Where in the records does the word "brick" occur? Copy each line in which it does.

═════ SOURCE DATA

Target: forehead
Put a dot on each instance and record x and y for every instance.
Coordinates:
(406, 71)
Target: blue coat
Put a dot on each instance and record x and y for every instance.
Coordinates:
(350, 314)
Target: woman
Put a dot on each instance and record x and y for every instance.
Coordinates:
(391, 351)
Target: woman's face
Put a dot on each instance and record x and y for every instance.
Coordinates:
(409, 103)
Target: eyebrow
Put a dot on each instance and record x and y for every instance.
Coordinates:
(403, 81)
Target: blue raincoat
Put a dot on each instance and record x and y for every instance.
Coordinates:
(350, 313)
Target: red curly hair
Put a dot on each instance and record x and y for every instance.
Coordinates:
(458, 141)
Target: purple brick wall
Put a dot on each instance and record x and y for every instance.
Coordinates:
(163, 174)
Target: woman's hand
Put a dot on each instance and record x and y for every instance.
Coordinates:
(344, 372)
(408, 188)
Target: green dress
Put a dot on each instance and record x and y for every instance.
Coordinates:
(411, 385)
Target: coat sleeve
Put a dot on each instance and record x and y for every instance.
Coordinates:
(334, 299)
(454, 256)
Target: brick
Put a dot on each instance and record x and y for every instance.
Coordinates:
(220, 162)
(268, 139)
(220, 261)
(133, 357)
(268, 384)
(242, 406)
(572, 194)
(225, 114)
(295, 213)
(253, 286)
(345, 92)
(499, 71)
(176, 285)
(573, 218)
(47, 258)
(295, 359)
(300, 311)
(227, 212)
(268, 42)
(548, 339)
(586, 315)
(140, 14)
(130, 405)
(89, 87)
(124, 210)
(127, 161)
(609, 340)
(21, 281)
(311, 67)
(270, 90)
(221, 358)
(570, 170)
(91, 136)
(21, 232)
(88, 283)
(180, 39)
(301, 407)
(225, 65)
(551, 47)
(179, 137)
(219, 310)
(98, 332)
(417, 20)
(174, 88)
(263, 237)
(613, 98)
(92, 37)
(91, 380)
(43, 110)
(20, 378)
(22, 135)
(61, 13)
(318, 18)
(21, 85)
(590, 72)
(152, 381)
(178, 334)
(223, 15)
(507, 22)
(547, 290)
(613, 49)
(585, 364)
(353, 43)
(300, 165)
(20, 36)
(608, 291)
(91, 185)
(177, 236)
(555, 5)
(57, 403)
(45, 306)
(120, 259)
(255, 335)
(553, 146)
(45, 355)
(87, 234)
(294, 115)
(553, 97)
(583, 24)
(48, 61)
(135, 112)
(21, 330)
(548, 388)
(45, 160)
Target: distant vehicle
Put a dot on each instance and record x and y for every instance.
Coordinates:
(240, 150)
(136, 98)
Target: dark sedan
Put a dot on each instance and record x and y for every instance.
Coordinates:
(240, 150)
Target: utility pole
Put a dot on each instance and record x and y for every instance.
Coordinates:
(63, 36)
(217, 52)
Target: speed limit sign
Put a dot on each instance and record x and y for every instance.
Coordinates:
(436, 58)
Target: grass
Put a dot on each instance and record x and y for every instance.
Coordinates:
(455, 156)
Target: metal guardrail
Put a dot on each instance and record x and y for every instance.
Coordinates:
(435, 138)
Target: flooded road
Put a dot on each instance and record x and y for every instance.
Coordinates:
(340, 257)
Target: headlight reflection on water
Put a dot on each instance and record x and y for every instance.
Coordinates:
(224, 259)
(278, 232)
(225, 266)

══════════

**RESPONSE**.
Target: purple brick wall
Target: brick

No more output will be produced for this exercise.